(Excerpts from a point labeling dataset)
■ ■ ■ ■ ■

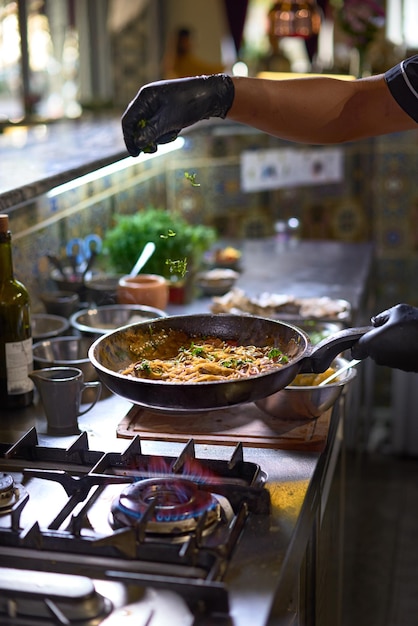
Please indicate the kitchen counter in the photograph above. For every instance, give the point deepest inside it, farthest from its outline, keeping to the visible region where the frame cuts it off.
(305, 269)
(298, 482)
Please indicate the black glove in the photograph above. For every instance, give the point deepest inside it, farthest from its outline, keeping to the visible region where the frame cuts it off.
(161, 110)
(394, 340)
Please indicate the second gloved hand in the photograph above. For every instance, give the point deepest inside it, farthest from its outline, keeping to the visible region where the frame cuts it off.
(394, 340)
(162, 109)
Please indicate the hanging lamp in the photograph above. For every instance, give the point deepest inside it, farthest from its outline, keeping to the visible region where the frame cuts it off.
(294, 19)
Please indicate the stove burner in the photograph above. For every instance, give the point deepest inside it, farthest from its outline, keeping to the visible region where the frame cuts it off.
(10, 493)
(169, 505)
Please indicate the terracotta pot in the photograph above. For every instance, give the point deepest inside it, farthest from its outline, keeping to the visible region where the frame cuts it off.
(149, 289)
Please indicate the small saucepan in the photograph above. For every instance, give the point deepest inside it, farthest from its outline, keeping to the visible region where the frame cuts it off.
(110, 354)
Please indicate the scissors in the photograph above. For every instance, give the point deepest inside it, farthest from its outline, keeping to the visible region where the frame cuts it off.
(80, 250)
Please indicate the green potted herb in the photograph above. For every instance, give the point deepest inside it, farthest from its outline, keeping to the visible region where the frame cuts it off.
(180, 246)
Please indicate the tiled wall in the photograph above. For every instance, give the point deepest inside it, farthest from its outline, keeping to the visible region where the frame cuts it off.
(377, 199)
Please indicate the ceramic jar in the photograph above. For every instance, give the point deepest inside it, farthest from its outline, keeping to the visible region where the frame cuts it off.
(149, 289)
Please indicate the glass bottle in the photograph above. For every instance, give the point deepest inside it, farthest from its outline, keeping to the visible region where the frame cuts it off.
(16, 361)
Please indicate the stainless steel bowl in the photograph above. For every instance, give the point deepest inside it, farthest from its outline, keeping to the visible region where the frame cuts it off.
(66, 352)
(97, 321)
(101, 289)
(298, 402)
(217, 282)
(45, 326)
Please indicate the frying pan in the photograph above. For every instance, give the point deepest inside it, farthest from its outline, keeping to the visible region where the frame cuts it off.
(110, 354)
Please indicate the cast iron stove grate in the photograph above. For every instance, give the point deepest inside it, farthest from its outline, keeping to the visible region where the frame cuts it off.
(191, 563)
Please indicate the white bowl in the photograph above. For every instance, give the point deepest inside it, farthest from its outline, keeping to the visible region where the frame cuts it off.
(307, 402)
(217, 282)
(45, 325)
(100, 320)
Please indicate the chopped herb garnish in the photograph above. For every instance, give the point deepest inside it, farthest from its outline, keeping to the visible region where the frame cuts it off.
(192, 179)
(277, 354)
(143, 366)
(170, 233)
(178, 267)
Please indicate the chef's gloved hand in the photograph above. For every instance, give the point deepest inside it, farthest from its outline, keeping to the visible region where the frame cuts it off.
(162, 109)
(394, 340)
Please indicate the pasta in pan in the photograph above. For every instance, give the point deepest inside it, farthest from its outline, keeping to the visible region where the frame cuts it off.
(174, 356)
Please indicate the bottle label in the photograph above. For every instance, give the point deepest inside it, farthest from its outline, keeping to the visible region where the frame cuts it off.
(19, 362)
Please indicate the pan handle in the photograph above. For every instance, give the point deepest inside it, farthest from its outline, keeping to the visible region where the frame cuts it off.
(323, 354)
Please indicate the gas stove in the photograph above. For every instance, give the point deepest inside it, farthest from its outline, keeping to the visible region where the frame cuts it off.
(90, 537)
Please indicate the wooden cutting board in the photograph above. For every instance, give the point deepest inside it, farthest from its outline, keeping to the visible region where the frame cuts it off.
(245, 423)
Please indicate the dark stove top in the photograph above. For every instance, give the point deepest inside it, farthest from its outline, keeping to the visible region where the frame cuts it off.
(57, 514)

■ ■ ■ ■ ■

▶ DIRECTIVE:
Rewrite all the records with "photograph" changed to "image" and everything else kept the same. Omit the pictures from your answer.

▶ RESULT BELOW:
Please indicate the kitchen counter in the image above. For every instance, give the point deepest inside it, farthest from its outline, keeping to the visible region where the frame cuts it off.
(305, 269)
(298, 482)
Please indicate the black glove in the image above. For every instance, give the point deepest inside it, farthest from its outline, keeping to the visible region where the frame cuts it off.
(161, 110)
(394, 340)
Please indicate the second gloved hand in the image above. For every instance, give the point deepest inside it, farthest from its outline, keeping to the visible region where the frame cuts it off.
(394, 340)
(162, 109)
Please indicate the hanging lamp in the image above. For every instance, give the point deepest inside it, farthest from its outline, keeping to the visible region where the frame cuts it off.
(294, 19)
Please indicate the stove burner in the image above. For every instance, give the point deepest inside it, farthest from its outline, keeping to the visible region where the frame cuts it off.
(10, 493)
(169, 505)
Please indicate the terracotta pot in the image above. For every instance, give the point deepest inside it, farthest from its outline, keeping to the visible region where the frame cuts it off.
(149, 289)
Please indicate the small saucepan in the image above. For every instance, give the point deepest inside it, farthest from its outline, keeping to the visible region where the frame cuts it off.
(110, 354)
Please indicate the scissors in the image above. For every instance, give the point deepest inside it, farthest from its outline, keeping to the visible region where the frame cuts it off.
(80, 250)
Please indicate the green potted herb in the image above. For every instance, give the point deepest inside it, farthest from its outline, keeping to the visible region where the frame cuts it off.
(180, 246)
Please indicate the tiled wall in the image above. For every instance, give the point deepest inside it, farthest from its outline, keeping to the visible region where the frame cuts it off.
(377, 199)
Please indicate the ceramic jar in the image above. For every instance, give the point deepest inside it, farthest from its outline, keeping to the visible region where the frame cuts it off.
(149, 289)
Please indicate the glass bottle in the image above. For every instance, give the point deepest inside it, farthest from its outline, keeping to the visible region where the frame cuts it off.
(16, 361)
Please indicate the stainless steel bowl in the image above. For every instance, give the point deepest inside it, farthest from its outline, keeping to the visible region where the frame cuts it off.
(66, 352)
(97, 321)
(101, 289)
(298, 402)
(217, 282)
(45, 326)
Please indicate the frying pan in the image above. For every instance, give the point deepest inside it, farthest from its outline, keeping to the visible region where the frame cuts it off.
(110, 354)
Please indicate the cast iron stove grate in the image above. For every instance, give the point deepest inside it, farthest from its outline, keeping to the visible region where the frame cuts it off.
(191, 563)
Please indicate the white bowl in the image above. For every instance, give the point deepest inside it, farthest from its outline, keeping to the visible region where the frame cuts it off.
(307, 402)
(217, 282)
(45, 325)
(100, 320)
Please indicate the chopped herb garnish in the image above. For every instance, give the point deepest inside it, farthest from its outline, keeping to the visible region where the frame cuts it off.
(192, 179)
(277, 354)
(143, 366)
(170, 233)
(178, 267)
Please indicate the chef's gloved hand in the image above. For every instance, give the point deepest inside it, farthest from its outline, keeping to the visible region where the frame cuts it off.
(162, 109)
(394, 340)
Please indicate the pasta in pan in the image above. For every instance, give the point deepest inside it, farthest from its outline, keeping to the visible region where the frame cuts it off.
(174, 356)
Please indicate the bottle label in the image above. For every instance, give the point deepest inside it, farthest from its outline, keeping to the visible region where the frame cuts it off.
(19, 362)
Please indicate the pan handle in the image above. For every instance, give the point deepest inside it, farthest from its outline, keeping to the visible region where the frame cuts it off.
(323, 354)
Please indicate the gas stove in the image above. For every instance, give the point deepest inside it, farthest from its outline, keeping to the visible region where the frame cuts it off.
(90, 537)
Please indicate the wooden cutting board in the image above. For every instance, give the point deepest inside it, farthest from its outline, keeping to the visible region where the frame cuts it off.
(245, 423)
Please indicate the dark stove top in the image above. For every instance, give the point deepest inside it, farthest from its outline, keeping to the visible region where the frame cuts it off.
(57, 514)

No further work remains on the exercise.